## [Dataset excerpts]
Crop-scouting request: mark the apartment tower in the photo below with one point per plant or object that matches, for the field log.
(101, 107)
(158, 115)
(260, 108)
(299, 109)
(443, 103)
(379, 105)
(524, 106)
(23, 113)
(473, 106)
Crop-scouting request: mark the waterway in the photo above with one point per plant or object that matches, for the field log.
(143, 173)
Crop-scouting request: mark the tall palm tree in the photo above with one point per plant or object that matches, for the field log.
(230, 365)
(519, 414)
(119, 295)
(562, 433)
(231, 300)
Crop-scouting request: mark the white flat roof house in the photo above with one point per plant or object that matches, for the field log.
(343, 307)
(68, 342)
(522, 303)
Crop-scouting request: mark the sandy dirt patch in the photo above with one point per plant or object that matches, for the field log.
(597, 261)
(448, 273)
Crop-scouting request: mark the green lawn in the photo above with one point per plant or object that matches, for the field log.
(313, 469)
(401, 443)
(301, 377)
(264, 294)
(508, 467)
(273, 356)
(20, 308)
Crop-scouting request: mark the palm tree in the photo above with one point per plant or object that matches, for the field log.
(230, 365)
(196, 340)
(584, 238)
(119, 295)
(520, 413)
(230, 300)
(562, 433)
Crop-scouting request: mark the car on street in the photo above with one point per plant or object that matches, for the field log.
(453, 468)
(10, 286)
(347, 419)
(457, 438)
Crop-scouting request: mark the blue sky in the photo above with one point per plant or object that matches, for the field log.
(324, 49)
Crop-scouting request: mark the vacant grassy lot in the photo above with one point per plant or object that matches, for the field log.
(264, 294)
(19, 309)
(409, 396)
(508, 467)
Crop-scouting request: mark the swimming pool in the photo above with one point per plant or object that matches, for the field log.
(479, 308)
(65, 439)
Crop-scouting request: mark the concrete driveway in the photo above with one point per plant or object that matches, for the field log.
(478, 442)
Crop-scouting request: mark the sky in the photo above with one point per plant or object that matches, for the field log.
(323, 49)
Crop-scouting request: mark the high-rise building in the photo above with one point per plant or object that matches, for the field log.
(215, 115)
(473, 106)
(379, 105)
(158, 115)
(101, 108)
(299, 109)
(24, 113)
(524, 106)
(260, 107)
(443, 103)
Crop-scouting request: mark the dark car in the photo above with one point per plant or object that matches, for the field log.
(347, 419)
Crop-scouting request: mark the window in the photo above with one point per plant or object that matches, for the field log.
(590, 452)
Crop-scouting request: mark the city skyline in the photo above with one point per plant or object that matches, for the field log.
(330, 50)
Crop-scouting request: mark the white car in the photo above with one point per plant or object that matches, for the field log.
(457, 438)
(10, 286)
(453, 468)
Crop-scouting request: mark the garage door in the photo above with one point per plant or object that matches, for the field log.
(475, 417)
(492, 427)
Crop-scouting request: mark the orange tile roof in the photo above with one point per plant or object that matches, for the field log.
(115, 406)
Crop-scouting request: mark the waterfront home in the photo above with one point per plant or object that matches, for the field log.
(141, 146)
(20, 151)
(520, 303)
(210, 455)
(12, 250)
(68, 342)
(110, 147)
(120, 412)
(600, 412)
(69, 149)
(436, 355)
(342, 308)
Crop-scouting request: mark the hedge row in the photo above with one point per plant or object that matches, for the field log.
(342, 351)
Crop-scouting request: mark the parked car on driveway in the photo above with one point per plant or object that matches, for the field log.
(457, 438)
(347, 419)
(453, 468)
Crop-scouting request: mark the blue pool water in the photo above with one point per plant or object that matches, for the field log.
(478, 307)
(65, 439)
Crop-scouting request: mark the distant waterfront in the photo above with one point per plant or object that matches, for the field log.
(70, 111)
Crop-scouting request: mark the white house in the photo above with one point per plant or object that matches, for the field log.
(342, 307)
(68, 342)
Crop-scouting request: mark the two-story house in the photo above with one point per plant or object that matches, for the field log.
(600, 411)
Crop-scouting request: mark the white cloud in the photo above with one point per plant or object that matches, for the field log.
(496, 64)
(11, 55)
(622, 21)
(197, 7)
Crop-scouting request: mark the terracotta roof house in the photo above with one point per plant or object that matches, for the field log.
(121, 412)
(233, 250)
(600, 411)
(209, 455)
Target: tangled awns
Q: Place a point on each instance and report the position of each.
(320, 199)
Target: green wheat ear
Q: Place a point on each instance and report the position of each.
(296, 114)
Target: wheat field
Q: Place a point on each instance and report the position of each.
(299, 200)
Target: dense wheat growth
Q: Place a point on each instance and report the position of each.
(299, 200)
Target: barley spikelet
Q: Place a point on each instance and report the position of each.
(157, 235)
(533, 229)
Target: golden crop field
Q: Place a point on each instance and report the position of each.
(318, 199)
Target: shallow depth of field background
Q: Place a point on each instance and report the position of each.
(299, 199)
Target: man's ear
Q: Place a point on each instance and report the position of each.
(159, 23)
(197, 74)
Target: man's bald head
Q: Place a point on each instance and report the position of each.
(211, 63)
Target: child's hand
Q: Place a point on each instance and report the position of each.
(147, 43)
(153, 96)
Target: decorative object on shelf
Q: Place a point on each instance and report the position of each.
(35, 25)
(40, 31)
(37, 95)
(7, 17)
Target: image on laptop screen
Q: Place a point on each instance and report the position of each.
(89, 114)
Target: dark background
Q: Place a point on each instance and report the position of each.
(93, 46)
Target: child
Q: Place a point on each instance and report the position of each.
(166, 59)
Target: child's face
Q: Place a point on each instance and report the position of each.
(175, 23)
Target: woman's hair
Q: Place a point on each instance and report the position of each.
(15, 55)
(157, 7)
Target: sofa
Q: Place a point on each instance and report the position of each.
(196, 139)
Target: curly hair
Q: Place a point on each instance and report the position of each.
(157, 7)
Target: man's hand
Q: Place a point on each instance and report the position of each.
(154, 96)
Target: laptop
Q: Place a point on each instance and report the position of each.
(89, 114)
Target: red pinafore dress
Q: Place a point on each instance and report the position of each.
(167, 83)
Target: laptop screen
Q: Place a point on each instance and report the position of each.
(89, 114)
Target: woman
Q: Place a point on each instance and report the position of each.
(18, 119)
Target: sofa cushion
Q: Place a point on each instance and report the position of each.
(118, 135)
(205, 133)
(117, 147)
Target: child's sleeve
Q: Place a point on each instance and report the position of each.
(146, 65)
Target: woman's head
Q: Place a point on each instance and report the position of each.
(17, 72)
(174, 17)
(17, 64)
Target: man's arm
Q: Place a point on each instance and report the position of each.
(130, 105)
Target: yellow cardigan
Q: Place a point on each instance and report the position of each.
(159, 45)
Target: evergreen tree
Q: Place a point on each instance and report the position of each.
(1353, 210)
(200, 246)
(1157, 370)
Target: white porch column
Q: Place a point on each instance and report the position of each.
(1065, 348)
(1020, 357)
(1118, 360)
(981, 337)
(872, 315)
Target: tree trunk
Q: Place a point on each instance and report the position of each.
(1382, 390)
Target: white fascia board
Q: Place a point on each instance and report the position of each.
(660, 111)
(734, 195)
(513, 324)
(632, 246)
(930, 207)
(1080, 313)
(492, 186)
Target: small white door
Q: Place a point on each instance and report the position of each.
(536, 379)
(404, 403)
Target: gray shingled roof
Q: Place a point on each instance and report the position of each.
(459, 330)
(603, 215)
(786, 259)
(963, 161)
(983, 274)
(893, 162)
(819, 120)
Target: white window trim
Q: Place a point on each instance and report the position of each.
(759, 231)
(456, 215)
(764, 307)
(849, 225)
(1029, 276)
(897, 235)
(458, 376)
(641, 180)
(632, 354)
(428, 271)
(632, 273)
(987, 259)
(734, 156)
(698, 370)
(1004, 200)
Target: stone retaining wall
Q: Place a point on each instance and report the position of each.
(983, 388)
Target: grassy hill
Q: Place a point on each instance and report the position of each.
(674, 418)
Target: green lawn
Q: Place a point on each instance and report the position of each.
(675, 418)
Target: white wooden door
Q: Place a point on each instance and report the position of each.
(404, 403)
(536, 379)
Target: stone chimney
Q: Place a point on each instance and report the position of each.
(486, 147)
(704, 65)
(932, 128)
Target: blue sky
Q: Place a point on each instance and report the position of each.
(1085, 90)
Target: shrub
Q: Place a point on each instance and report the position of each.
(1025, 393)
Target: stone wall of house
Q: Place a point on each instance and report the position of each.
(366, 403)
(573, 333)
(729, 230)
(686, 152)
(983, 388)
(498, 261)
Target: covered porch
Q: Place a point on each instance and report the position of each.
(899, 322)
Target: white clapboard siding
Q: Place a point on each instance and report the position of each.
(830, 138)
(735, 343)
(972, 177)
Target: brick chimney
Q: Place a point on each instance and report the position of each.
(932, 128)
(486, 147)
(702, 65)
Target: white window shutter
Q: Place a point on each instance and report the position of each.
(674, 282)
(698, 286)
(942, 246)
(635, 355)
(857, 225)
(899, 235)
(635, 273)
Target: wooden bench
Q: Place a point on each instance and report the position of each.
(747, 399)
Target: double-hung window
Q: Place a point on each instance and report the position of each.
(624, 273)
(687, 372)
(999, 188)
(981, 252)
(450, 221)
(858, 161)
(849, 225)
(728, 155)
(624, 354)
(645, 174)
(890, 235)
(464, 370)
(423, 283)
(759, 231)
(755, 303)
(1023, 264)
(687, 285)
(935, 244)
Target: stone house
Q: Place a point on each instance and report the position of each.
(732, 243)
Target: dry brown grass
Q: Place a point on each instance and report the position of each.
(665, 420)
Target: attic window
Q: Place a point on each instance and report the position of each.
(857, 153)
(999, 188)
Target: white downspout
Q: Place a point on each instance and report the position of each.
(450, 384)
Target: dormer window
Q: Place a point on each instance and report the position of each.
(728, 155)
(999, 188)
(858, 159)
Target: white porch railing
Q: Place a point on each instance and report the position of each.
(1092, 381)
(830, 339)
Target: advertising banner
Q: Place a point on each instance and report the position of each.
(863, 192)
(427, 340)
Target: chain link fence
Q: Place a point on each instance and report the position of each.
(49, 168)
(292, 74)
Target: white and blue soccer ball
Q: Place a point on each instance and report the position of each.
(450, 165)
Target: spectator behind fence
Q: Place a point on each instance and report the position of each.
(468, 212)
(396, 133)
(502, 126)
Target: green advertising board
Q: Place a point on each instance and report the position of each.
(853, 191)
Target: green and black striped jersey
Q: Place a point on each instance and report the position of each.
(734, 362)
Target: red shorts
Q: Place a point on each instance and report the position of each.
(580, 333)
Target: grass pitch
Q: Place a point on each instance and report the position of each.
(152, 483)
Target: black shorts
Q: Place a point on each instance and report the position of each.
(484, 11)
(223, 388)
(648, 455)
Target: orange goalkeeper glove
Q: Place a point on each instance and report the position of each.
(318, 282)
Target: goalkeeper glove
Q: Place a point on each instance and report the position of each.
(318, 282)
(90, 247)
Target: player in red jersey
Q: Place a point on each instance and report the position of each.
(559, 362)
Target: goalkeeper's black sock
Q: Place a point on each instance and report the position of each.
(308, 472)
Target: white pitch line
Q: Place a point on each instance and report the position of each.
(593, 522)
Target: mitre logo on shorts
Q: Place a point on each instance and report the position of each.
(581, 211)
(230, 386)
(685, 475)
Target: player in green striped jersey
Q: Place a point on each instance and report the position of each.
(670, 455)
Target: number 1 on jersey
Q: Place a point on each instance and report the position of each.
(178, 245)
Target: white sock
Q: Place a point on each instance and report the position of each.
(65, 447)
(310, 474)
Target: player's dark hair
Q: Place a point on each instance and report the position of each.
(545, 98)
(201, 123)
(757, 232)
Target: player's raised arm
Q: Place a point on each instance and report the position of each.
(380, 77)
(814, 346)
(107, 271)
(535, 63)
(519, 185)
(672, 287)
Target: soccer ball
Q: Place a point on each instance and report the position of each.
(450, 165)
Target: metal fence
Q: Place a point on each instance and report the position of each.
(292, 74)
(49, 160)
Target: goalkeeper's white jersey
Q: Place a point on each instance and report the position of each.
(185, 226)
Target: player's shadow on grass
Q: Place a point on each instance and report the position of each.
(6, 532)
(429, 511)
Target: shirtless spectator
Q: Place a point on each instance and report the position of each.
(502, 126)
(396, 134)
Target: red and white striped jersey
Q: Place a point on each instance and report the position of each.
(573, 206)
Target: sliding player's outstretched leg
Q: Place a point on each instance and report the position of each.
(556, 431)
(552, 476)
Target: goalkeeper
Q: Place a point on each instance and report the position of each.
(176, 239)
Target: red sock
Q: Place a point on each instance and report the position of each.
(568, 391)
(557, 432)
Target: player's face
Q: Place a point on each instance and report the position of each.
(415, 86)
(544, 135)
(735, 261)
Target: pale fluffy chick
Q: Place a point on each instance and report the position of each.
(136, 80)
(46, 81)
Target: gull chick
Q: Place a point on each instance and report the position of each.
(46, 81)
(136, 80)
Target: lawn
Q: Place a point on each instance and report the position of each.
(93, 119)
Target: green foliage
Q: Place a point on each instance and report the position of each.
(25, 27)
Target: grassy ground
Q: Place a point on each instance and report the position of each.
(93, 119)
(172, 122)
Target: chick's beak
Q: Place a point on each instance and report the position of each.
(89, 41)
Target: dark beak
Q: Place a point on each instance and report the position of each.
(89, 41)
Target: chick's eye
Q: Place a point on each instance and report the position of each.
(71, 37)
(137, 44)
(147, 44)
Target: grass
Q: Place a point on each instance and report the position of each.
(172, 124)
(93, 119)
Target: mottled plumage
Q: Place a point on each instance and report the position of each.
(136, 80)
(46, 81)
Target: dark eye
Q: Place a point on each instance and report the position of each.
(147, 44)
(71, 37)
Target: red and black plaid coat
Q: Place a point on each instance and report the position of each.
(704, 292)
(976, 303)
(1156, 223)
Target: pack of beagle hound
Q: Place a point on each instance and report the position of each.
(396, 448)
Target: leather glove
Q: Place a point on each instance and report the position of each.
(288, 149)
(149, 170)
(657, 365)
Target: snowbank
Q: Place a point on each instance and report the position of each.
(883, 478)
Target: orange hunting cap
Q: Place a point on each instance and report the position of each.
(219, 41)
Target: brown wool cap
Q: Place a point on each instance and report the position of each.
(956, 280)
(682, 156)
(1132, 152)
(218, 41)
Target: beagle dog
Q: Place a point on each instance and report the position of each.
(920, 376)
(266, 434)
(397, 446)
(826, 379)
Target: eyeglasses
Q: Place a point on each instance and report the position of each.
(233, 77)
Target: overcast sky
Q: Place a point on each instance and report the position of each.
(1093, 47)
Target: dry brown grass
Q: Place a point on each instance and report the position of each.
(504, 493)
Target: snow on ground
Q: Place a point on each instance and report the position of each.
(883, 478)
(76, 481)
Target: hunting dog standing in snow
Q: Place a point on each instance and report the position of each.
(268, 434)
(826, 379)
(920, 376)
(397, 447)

## [Directions]
Please, from the material above, copy only the lines from the line with "Target: image on laptop screen" up to and including the line with "Target: curly hair", exactly as written.

## [Response to this task]
Target: image on laptop screen
Q: Place a point on each instance and report the position of each.
(89, 114)
Target: dark background
Q: Place a point on each instance and report the position of each.
(93, 46)
Target: child
Q: Place a point on each instance and report the position of each.
(166, 59)
Target: child's face
Q: Place a point on each instance and report the position of each.
(175, 23)
Target: woman's hair
Q: Place a point on each instance and report the position of each.
(15, 55)
(157, 7)
Target: sofa
Q: Place a point on each instance and report the position of each.
(196, 139)
Target: curly hair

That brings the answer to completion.